#### RECORDS FOR THE EXERCISE ####

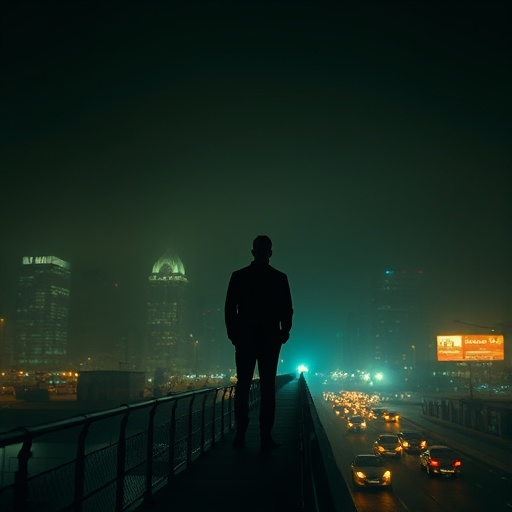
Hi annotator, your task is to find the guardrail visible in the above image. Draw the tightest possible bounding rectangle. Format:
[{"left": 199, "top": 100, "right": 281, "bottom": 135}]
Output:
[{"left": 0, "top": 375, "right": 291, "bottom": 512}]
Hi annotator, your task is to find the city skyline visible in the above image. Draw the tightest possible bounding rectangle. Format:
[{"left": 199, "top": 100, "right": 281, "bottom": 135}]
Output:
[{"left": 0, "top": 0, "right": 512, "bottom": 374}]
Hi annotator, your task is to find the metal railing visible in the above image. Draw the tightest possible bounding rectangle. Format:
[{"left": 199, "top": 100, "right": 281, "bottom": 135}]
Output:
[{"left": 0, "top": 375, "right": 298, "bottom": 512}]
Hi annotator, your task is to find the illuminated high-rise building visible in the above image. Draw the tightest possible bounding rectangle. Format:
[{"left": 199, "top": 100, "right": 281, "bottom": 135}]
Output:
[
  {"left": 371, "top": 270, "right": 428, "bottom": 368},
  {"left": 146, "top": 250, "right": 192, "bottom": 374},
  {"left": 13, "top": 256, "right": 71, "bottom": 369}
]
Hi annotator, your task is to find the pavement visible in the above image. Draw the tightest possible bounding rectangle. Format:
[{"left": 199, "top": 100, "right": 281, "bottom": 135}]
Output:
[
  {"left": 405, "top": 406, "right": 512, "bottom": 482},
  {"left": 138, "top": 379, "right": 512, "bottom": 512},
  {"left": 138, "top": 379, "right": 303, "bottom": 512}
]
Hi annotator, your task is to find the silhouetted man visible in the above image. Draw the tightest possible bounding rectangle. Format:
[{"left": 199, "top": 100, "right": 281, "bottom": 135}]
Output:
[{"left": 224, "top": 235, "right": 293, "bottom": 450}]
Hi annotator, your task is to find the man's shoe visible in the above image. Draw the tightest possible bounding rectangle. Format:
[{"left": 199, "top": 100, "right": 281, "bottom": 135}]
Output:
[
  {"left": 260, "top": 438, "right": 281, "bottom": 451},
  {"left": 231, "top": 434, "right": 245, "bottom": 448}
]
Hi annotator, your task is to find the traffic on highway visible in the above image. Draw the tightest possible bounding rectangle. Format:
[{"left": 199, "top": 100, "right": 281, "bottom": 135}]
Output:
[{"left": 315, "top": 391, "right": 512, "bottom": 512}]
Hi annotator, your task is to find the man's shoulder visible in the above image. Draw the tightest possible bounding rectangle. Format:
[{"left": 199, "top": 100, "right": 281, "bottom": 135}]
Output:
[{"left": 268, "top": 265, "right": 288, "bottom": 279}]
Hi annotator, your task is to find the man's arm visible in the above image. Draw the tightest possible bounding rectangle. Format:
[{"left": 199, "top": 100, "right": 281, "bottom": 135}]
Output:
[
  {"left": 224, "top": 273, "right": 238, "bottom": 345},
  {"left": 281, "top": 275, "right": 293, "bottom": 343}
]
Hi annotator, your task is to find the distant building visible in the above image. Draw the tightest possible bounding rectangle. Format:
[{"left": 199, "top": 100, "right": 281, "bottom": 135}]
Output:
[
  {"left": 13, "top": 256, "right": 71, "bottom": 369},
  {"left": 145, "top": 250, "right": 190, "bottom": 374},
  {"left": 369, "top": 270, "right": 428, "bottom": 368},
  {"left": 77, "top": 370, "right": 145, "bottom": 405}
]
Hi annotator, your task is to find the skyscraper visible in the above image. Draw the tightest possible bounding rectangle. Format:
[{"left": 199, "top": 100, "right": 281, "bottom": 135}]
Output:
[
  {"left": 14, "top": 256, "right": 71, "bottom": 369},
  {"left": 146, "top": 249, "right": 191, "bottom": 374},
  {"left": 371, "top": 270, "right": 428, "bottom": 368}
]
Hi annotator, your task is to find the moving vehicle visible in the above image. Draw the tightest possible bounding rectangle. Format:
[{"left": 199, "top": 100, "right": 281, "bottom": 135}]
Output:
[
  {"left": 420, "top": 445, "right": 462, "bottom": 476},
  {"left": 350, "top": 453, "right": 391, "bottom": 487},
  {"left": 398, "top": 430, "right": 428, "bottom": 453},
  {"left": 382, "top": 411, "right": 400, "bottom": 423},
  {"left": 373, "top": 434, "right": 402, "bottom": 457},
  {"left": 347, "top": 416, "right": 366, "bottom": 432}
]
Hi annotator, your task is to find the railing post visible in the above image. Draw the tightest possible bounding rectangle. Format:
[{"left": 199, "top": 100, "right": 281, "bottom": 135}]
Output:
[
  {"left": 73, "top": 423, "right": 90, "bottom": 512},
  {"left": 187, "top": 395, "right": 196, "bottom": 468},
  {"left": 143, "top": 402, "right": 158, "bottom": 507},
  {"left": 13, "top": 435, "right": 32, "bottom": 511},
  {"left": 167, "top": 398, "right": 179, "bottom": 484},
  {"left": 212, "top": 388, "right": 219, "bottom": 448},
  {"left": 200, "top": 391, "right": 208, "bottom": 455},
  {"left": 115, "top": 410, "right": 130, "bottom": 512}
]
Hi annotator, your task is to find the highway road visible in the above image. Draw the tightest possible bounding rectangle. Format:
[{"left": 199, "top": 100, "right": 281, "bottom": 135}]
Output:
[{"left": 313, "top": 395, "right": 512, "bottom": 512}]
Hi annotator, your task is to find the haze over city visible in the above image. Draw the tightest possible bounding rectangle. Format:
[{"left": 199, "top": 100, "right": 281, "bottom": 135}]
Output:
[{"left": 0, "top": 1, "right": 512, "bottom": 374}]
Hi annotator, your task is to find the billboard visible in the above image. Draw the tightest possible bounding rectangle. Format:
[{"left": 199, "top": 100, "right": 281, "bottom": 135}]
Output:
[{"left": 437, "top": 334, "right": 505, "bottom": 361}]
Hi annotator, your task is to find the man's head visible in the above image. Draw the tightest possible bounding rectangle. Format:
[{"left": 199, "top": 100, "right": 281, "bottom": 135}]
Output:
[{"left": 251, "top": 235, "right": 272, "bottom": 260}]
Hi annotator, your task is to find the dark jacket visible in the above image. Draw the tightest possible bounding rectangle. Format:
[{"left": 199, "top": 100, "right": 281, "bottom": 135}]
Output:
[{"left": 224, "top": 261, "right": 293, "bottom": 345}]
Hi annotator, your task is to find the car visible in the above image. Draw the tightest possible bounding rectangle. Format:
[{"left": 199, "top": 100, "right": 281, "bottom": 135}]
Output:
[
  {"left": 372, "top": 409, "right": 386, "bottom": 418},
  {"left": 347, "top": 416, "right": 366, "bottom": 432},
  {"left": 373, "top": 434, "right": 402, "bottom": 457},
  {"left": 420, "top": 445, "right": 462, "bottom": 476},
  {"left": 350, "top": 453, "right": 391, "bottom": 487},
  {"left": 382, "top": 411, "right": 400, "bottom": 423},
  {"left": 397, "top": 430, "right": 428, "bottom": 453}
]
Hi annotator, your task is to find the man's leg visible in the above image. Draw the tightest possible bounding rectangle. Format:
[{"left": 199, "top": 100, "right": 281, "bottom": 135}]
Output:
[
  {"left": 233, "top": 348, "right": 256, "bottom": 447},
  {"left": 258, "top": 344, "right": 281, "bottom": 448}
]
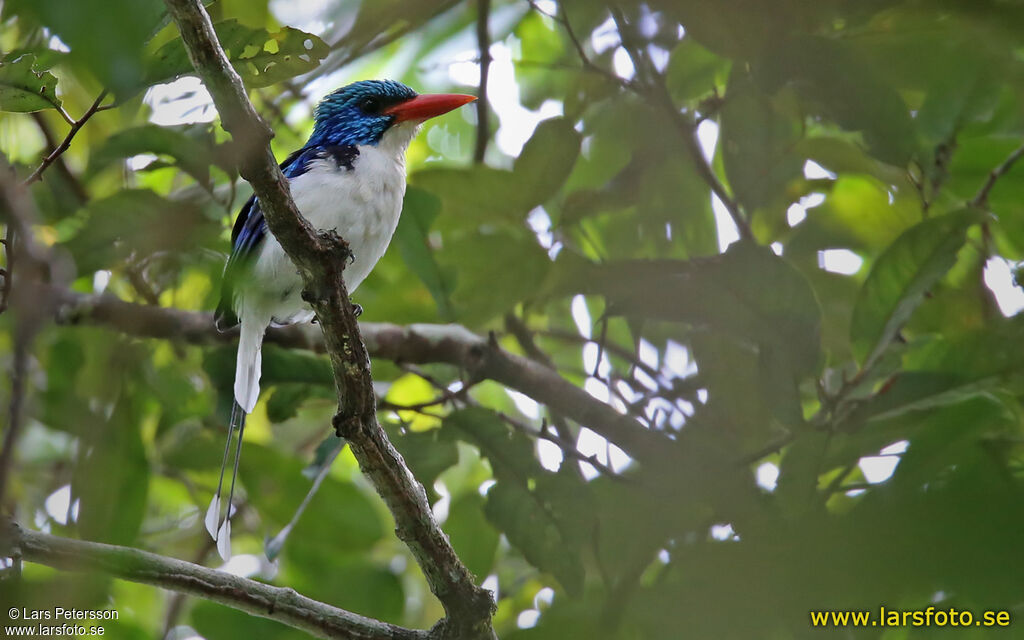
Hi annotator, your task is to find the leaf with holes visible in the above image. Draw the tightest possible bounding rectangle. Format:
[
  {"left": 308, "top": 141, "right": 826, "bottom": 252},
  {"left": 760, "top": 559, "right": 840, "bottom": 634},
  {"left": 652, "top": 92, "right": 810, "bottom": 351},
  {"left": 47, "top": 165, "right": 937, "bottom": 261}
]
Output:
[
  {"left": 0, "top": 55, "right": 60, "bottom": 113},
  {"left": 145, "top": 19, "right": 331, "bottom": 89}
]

####

YOUR OBJECTIVE: Any pictures should be dropped; transcribe the rest of the records above exactly.

SOLUTION TO THIS TASK:
Hi annotator, your task is to find the guardrail visible in the above image. Draw the tightest possible bounding rectangle. Format:
[{"left": 199, "top": 100, "right": 281, "bottom": 135}]
Output:
[{"left": 0, "top": 375, "right": 291, "bottom": 512}]
Hi annotator, your task is to find the city skyline visible in the above image. Draw the tightest possible bounding rectangle. Format:
[{"left": 199, "top": 100, "right": 281, "bottom": 135}]
Output:
[{"left": 0, "top": 0, "right": 512, "bottom": 374}]
Hi annotator, your task is to find the metal railing visible in the above image. Draw the tightest possible bounding rectangle. Format:
[{"left": 199, "top": 100, "right": 281, "bottom": 135}]
Output:
[{"left": 0, "top": 375, "right": 298, "bottom": 512}]
Hi annotator, your task is to find the illuminated high-rise building visible in the above image. Draw the tightest possible bounding rectangle. Format:
[{"left": 199, "top": 100, "right": 281, "bottom": 135}]
Output:
[
  {"left": 371, "top": 270, "right": 428, "bottom": 368},
  {"left": 146, "top": 250, "right": 192, "bottom": 374},
  {"left": 13, "top": 256, "right": 71, "bottom": 369}
]
Hi annotator, your task is to find the pavement visible in the above image. Draw the tightest possible bounding rectangle. Format:
[{"left": 199, "top": 100, "right": 281, "bottom": 135}]
Output:
[
  {"left": 405, "top": 406, "right": 512, "bottom": 482},
  {"left": 138, "top": 379, "right": 512, "bottom": 512},
  {"left": 138, "top": 379, "right": 303, "bottom": 512}
]
Hi annotator, your task is to find the silhouetted man visible in the above image. Draw the tightest possible bounding rectangle. Format:
[{"left": 199, "top": 100, "right": 281, "bottom": 135}]
Output:
[{"left": 224, "top": 235, "right": 293, "bottom": 450}]
Hi annotator, your task is to find the man's shoe visible in the above image. Draw the tightest possible bounding rectangle. Format:
[{"left": 199, "top": 100, "right": 281, "bottom": 135}]
Output:
[
  {"left": 260, "top": 438, "right": 281, "bottom": 451},
  {"left": 231, "top": 434, "right": 245, "bottom": 448}
]
Hi annotator, your task is to find the traffic on highway visible in the above image. Draw the tightest possible bounding rectangle. Format:
[{"left": 199, "top": 100, "right": 281, "bottom": 135}]
Output:
[{"left": 315, "top": 391, "right": 512, "bottom": 512}]
Hi annotator, your task is to find the man's shoulder visible in the above image. Draw the tightest possible bounding rectangle. Format:
[{"left": 199, "top": 100, "right": 281, "bottom": 135}]
Output:
[{"left": 268, "top": 265, "right": 288, "bottom": 279}]
Hi annotator, your task is to find the man's arm visible in the above image. Draw the tightest possible bounding rectangle. Format:
[{"left": 199, "top": 100, "right": 281, "bottom": 135}]
Output:
[
  {"left": 224, "top": 273, "right": 238, "bottom": 345},
  {"left": 281, "top": 275, "right": 293, "bottom": 343}
]
Hi annotator, your task is to find the distant building visible in the above image. Draw the tightest possible bounding rectangle. Format:
[{"left": 199, "top": 100, "right": 281, "bottom": 135}]
Output:
[
  {"left": 13, "top": 256, "right": 71, "bottom": 369},
  {"left": 145, "top": 250, "right": 190, "bottom": 374},
  {"left": 369, "top": 270, "right": 428, "bottom": 368},
  {"left": 77, "top": 370, "right": 145, "bottom": 405}
]
Hi annotator, your task is to find the skyscraper visible in the above image. Draw the tightest possible bounding rectangle. Format:
[{"left": 199, "top": 100, "right": 281, "bottom": 135}]
Output:
[
  {"left": 14, "top": 256, "right": 71, "bottom": 369},
  {"left": 146, "top": 249, "right": 191, "bottom": 374},
  {"left": 371, "top": 270, "right": 428, "bottom": 368}
]
Hi annotator, your task is to find the moving vehicle visible in the above image. Draw the tightest possible bounding rectangle. Format:
[{"left": 199, "top": 100, "right": 281, "bottom": 135}]
Output:
[
  {"left": 420, "top": 445, "right": 462, "bottom": 476},
  {"left": 350, "top": 453, "right": 391, "bottom": 487},
  {"left": 398, "top": 430, "right": 428, "bottom": 453},
  {"left": 382, "top": 411, "right": 400, "bottom": 423},
  {"left": 373, "top": 434, "right": 402, "bottom": 457},
  {"left": 347, "top": 416, "right": 366, "bottom": 432}
]
Hi annotator, your task is to find the railing post visible in the above image. Draw the tightest possible bounding rectangle. Format:
[{"left": 199, "top": 100, "right": 281, "bottom": 135}]
Output:
[
  {"left": 73, "top": 423, "right": 90, "bottom": 512},
  {"left": 187, "top": 395, "right": 196, "bottom": 468},
  {"left": 143, "top": 402, "right": 158, "bottom": 507},
  {"left": 13, "top": 435, "right": 32, "bottom": 511},
  {"left": 167, "top": 398, "right": 179, "bottom": 484},
  {"left": 212, "top": 388, "right": 219, "bottom": 448},
  {"left": 200, "top": 391, "right": 208, "bottom": 455},
  {"left": 115, "top": 410, "right": 130, "bottom": 512}
]
Hi annotator, your task is to find the highway road visible in the above image. Draw the tightest possible bounding rectangle. Format:
[{"left": 199, "top": 100, "right": 281, "bottom": 135}]
Output:
[{"left": 313, "top": 395, "right": 512, "bottom": 512}]
Hi annotator, your task is to find the haze over city visible in the above image. Draw the tightest possible bounding rectangle. Format:
[{"left": 199, "top": 100, "right": 281, "bottom": 135}]
Output:
[{"left": 0, "top": 1, "right": 512, "bottom": 374}]
Hi annotator, your task is to find the billboard visible in the above image. Draw the tightest possible bounding rectangle. Format:
[{"left": 199, "top": 100, "right": 281, "bottom": 135}]
Output:
[{"left": 437, "top": 334, "right": 505, "bottom": 361}]
Hi annotator, your task is to find the man's head visible in the above image. Draw the tightest possible bounding rectangle. Format:
[{"left": 199, "top": 100, "right": 281, "bottom": 135}]
Output:
[{"left": 251, "top": 235, "right": 272, "bottom": 260}]
Hi annotator, your task is to find the dark jacket visible in the above image. Draw the tightest possible bounding rectangle. Format:
[{"left": 199, "top": 100, "right": 281, "bottom": 135}]
Output:
[{"left": 224, "top": 261, "right": 293, "bottom": 345}]
Hi annotator, your task is to find the car visible in the above image. Draw the tightest possible bounding rectangle. Format:
[{"left": 199, "top": 100, "right": 281, "bottom": 135}]
Output:
[
  {"left": 372, "top": 409, "right": 386, "bottom": 418},
  {"left": 347, "top": 416, "right": 366, "bottom": 432},
  {"left": 373, "top": 434, "right": 402, "bottom": 457},
  {"left": 420, "top": 445, "right": 462, "bottom": 476},
  {"left": 350, "top": 453, "right": 391, "bottom": 487},
  {"left": 382, "top": 411, "right": 400, "bottom": 423},
  {"left": 397, "top": 430, "right": 428, "bottom": 453}
]
Hi annotator, your task is to find the man's leg visible in the above image. Draw the tightest possible bounding rectangle. Format:
[{"left": 199, "top": 100, "right": 281, "bottom": 135}]
Output:
[
  {"left": 233, "top": 348, "right": 256, "bottom": 447},
  {"left": 258, "top": 344, "right": 281, "bottom": 448}
]
Hi annotator, your task is to find the leaf with holes visible in the above image. Draw the tightest possible bounding rectangle. Format:
[
  {"left": 308, "top": 141, "right": 826, "bottom": 252},
  {"left": 760, "top": 559, "right": 840, "bottom": 634},
  {"left": 652, "top": 92, "right": 810, "bottom": 351},
  {"left": 47, "top": 165, "right": 937, "bottom": 261}
]
Output:
[
  {"left": 0, "top": 55, "right": 60, "bottom": 113},
  {"left": 145, "top": 19, "right": 331, "bottom": 89}
]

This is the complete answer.